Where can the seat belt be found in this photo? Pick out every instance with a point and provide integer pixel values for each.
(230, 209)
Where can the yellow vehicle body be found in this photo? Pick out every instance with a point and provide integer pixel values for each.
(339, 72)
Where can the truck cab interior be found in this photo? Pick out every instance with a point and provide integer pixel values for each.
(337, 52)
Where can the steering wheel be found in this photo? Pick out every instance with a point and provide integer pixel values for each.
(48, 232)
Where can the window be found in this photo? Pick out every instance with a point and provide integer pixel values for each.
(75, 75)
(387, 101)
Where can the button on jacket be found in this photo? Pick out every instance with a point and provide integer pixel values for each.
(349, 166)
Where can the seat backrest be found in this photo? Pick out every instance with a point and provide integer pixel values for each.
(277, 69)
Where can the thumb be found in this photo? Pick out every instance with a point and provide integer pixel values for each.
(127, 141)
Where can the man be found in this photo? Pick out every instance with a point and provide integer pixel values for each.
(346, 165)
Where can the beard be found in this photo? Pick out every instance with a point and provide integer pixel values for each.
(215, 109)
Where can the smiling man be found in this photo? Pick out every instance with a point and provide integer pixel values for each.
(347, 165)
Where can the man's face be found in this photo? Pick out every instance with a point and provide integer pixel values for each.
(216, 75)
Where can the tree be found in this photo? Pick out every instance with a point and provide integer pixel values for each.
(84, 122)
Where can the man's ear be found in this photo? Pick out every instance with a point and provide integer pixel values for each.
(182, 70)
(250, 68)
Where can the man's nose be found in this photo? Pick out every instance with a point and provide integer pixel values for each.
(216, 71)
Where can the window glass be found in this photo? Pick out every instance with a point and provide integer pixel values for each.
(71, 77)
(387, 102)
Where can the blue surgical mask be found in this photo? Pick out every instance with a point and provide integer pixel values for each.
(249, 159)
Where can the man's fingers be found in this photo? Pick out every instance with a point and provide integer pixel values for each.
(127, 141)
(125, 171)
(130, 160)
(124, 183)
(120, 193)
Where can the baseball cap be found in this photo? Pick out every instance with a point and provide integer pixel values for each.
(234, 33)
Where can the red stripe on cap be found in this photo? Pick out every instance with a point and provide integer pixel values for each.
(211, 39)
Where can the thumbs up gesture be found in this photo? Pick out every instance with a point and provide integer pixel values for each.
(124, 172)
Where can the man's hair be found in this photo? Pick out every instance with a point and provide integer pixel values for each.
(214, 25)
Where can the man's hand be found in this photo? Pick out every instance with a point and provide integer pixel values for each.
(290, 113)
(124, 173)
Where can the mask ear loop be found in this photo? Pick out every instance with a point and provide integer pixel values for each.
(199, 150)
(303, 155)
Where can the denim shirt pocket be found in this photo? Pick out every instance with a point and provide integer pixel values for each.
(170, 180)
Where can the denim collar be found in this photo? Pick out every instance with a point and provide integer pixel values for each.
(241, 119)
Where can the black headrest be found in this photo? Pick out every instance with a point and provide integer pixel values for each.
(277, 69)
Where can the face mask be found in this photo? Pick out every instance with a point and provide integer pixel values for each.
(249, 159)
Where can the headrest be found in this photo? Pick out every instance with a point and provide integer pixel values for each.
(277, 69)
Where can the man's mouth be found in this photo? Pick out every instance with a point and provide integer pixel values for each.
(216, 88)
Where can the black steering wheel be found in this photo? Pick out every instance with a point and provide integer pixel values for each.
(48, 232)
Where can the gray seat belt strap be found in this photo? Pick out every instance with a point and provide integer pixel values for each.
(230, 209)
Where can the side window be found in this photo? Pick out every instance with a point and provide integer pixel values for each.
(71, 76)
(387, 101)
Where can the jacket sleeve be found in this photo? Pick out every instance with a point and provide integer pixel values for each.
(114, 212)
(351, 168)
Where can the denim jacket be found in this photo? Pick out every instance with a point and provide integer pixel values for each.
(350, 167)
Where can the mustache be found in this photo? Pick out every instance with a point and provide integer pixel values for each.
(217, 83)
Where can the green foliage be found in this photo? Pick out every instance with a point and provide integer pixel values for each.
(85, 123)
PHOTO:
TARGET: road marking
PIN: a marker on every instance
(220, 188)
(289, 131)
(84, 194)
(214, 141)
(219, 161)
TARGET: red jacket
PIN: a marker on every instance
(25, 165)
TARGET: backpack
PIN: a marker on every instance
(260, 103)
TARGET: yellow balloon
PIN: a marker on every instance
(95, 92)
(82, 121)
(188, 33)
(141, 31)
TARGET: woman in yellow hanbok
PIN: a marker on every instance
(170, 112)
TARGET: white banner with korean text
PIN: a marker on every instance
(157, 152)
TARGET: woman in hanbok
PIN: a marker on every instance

______

YOUR GOAL –
When you transcribe the listing, make each line match the original exactly.

SOLUTION –
Where can the seat belt be found in this photo? Pick out every instance with a point and provide integer pixel values for each.
(230, 209)
Where can the yellow vehicle body be found in this photo? Pick out every instance with a point and provide integer pixel values for each.
(339, 72)
Where can the truck cab interior be found in this photo? Pick out every instance with a point and provide integer pixel values for each.
(337, 52)
Where can the steering wheel be found in this photo? Pick out every instance with a point and provide integer pixel values for each.
(48, 232)
Where can the window be found in this photo? Pick out every instance with a point and provide integer pixel values for each.
(75, 75)
(387, 101)
Where can the button on jacket be found in this photo? Pick out every instance with a point and provide integer pixel values for each.
(349, 166)
Where can the seat backrest be found in this photo? Pick out every instance with a point and provide integer pixel values for each.
(277, 69)
Where can the thumb be found in this photo? Pick out every instance with a point and provide integer pixel values for each.
(127, 141)
Where can the man be found in this photo? Pick out every instance with a point and provide integer pixel values for each.
(346, 165)
Where can the beard be found in this photo? Pick out every instance with a point and provide integer pixel values for each.
(215, 109)
Where can the smiling man be found in this photo? Pick out every instance with a point and provide integer pixel values for each.
(347, 165)
Where can the man's face be found in this photo? Pick out every instance with a point and provide integer pixel values for each.
(216, 75)
Where can the tree be found in this photo? Pick out every instance with a point and provide integer pixel values for each.
(84, 122)
Where can the man's ear be found in this photo? Pick out every instance with a point and provide integer pixel values for each.
(182, 70)
(250, 68)
Where can the man's nose be found in this photo? Pick out every instance with a point and provide integer pixel values for each.
(216, 71)
Where can the window glass be found in this photo? Pick out every instance with a point and provide integer pixel values for each.
(71, 77)
(387, 102)
Where can the blue surgical mask be found in this photo? Pick out every instance with a point and provide integer pixel values for each.
(249, 159)
Where can the man's fingers be found in this photo? Pick out every instance with a point and provide integer pixel values for each.
(127, 141)
(125, 171)
(130, 160)
(124, 183)
(120, 193)
Where can the baseball cap be found in this photo? Pick out every instance with a point and provide integer pixel values for each.
(234, 33)
Where can the red stripe on cap be found in this photo? Pick out every instance with a point and provide integer pixel values for each.
(211, 39)
Where can the thumbs up gesture be found in this photo? Pick out every instance with a point and provide integer pixel values for each.
(124, 172)
Where can the man's hair be found in this photo? Pick out every instance with a point and provide integer pixel values for each.
(214, 25)
Where can the man's hand be found in this photo? Pick out every instance with a point and provide integer pixel values for each.
(290, 113)
(124, 173)
Where can the mask ear loop be found in this photo? Pick out every instance with a point and provide integer pixel values for each.
(199, 150)
(303, 155)
Where can the denim shirt pocket be found in this photo? Pick out every instance with a point and provide integer pixel values for each.
(170, 180)
Where can the denim collar be found in this photo? Pick out every instance with a point and provide integer pixel values for each.
(241, 119)
Where can the black headrest be found in this photo? Pick out every instance with a point and provide integer pixel values for each.
(277, 69)
Where can the face mask be found in this photo? Pick out every instance with a point and provide integer pixel values for each.
(249, 159)
Where can the headrest be found in this photo? Pick out every instance with a point and provide integer pixel values for each.
(277, 69)
Where can the man's mouth be found in this photo? Pick out every instance with a point and provide integer pixel values for each.
(216, 88)
Where can the black steering wheel be found in this photo? Pick out every instance with a point and provide integer pixel values for each.
(48, 232)
Where can the gray seat belt strap be found in this photo? Pick out every instance with a point and provide integer pixel values for each.
(230, 209)
Where can the side window be found in this photo? Pick out every instance with a point and provide integer pixel values for each.
(71, 76)
(387, 101)
Where can the jacket sleeve be found in this photo? Pick out every instance with a point and provide integer pixel values for each.
(114, 212)
(351, 168)
Where can the denim jacket be found in this photo? Pick out every instance with a point and provide integer pixel values for each.
(350, 167)
Where can the mustache be found in this photo? Pick out every instance with a point and provide integer pixel values for each.
(217, 83)
Where can the green foliage be found in this photo? Pick out every instance with a point and provide integer pixel values for each.
(85, 123)
PHOTO:
TARGET: road marking
PIN: a marker on every instance
(220, 188)
(289, 131)
(84, 194)
(214, 141)
(219, 161)
TARGET: red jacket
PIN: a marker on every instance
(25, 165)
TARGET: backpack
PIN: a marker on every instance
(260, 103)
TARGET: yellow balloon
PIN: a marker on every instance
(95, 92)
(82, 121)
(188, 33)
(141, 31)
TARGET: woman in yellow hanbok
PIN: a marker on every instance
(170, 112)
TARGET: white banner with korean text
PIN: a marker on every instance
(157, 152)
TARGET: woman in hanbok
PIN: a marker on every instance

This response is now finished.